* **YOUR TASK**: Reproduce everything from "21. The computer-readable" down to "incorporated by reference." in the patent text on label layout, swapping "iterations" for "rounds".

* **EXTRACT PROVIDED**:
──────
13. The system of claim 11, wherein scoring the first layout to determine a first score further comprises comparing a score associated with the first layout to another score associated with an optimal layout.
14. The system of claim 11, wherein determining a second layout for the labels further comprises executing a perturb function, wherein the perturb function alters the first layout according to a set of constraints.
15. The system of claim 11, further comprising repeating multiple iterations of determining an additional layout for the labels and scoring the additional layout until a layout is achieved that approaches an optimal layout.
16. A computer-readable storage medium encoded with computer-executable instructions automatically positioning labels associated with a visual data object, the instructions comprising:
determining a second layout for the labels; wherein the second layout is different than the first layout and wherein the second layout includes a different position for at least one of the labels as compared to the first layout;
scoring the second layout to determine a second score; wherein the second score represents a combined score for each of the labels in the first layout;
17. The computer-readable medium of claim 16, wherein scoring the first layout to determine a first score further comprises executing an objective function, wherein the objective function provides a goal by which the first layout is scored.
18. The computer-readable medium of claim 16, wherein scoring the first layout to determine a first score further comprises comparing a score associated with the first layout to another score associated with an optimal layout.
19. The computer-readable medium of claim 18, wherein proceeding with one of the first layout and the second layout further comprises proceeding with the layout that most closely corresponds to an optimal layout.
20. The computer-readable medium of claim 16, wherein determining a second layout for the labels further comprises executing a perturb function, wherein the perturb function alters the first layout according to a set of constraints.
21. The computer-readable medium of claim 16, further comprising repeating multiple iterations of determining an additional layout for the labels and scoring the additional layout until a layout is achieved that approaches an optimal layout.
The present invention is related to a patent application having Ser. No. 10/941,566, entitled “Common Charting Using Shapes”, filed on Sep. 15, 2004. The related application is assigned to the assignee of the present patent application and is hereby incorporated by reference.
A chart is a graphical representation of numerical data. Charts are particularly useful for presenting complicated data in a concise and easily-understandable form. In today's desktop publishing environment, users can create impressive presentations using charts. Charts are based on underlying data that is entered into an application program such as “EXCEL” from MICROSOFT CORPORATION of Redmond, Wash. The underlying data can then be used to create a chart of the data in a number of different formats, such as pie-chart, bar-chart, histogram, line chart, etc. In addition, each part of the chart can have associated colors, textures, and other effects to improve the appearance of the chart, which is very important for conveying information.
──────
[Image location labeling records]
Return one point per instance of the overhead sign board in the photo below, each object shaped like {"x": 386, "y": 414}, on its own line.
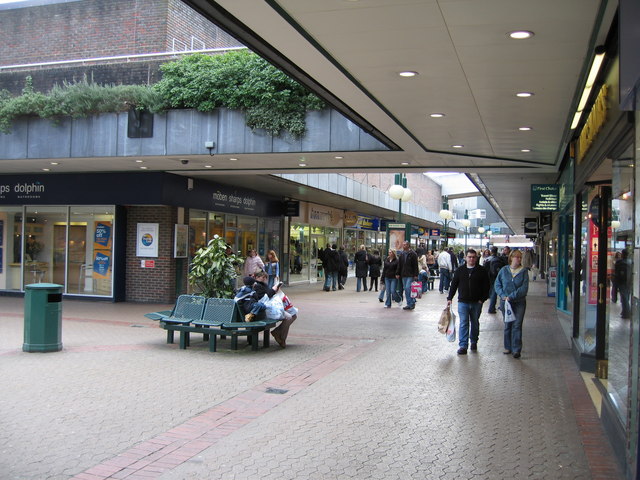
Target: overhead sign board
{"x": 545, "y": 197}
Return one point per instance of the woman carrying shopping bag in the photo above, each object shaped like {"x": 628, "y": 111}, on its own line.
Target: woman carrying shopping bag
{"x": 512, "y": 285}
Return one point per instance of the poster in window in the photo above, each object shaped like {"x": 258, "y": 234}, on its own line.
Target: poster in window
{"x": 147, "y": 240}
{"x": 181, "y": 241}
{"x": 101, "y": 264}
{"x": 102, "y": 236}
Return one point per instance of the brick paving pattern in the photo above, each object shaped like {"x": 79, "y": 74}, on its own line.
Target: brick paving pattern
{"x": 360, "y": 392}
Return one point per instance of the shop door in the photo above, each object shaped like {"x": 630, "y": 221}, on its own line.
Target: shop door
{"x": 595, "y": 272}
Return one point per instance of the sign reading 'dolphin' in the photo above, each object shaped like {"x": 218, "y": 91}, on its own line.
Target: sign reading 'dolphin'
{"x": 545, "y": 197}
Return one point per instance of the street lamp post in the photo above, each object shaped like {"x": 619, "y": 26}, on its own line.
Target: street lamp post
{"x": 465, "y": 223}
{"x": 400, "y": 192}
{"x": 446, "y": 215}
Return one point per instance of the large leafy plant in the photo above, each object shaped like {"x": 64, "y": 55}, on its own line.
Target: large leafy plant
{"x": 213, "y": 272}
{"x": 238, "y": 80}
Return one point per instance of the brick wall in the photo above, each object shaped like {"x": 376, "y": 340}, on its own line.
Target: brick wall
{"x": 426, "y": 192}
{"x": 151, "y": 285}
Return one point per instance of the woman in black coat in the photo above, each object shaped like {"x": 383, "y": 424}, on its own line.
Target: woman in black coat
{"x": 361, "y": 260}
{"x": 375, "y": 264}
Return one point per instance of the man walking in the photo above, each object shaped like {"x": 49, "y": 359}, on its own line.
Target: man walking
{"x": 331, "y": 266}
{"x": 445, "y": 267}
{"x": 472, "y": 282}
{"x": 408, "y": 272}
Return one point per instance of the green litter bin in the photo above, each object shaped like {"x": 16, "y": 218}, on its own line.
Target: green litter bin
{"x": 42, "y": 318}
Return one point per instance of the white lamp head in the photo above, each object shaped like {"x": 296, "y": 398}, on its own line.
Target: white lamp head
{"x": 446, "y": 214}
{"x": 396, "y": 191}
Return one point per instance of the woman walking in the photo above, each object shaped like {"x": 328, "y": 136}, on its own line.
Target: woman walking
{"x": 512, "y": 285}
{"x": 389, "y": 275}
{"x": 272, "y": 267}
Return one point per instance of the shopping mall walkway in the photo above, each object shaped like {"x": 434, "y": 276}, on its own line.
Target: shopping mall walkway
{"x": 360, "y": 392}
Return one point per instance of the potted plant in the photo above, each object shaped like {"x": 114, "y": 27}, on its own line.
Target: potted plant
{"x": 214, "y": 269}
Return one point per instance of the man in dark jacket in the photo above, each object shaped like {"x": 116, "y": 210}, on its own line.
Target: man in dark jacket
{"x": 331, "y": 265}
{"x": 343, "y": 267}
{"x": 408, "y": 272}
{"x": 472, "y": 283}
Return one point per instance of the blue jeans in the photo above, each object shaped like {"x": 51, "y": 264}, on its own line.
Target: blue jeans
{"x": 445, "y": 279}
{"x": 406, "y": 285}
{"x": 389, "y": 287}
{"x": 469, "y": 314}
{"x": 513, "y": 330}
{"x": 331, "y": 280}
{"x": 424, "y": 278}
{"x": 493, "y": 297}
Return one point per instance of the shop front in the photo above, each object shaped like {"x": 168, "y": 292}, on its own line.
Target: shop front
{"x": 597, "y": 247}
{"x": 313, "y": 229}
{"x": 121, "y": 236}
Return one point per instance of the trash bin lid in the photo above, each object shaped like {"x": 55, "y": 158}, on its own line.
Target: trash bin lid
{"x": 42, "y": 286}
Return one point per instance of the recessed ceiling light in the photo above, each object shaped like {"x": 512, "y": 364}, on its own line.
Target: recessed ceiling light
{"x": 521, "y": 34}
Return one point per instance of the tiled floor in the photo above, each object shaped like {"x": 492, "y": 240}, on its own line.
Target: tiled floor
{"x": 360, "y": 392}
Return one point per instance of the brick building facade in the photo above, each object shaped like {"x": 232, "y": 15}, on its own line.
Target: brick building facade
──────
* **EXERCISE OUTPUT**:
21. The computer-readable medium of claim 16, further comprising repeating multiple rounds of determining an additional layout for the labels and scoring the additional layout until a layout is achieved that approaches an optimal layout.
The present invention is related to a patent application having Ser. No. 10/941,566, entitled “Common Charting Using Shapes”, filed on Sep. 15, 2004. The related application is assigned to the assignee of the present patent application and is hereby incorporated by reference.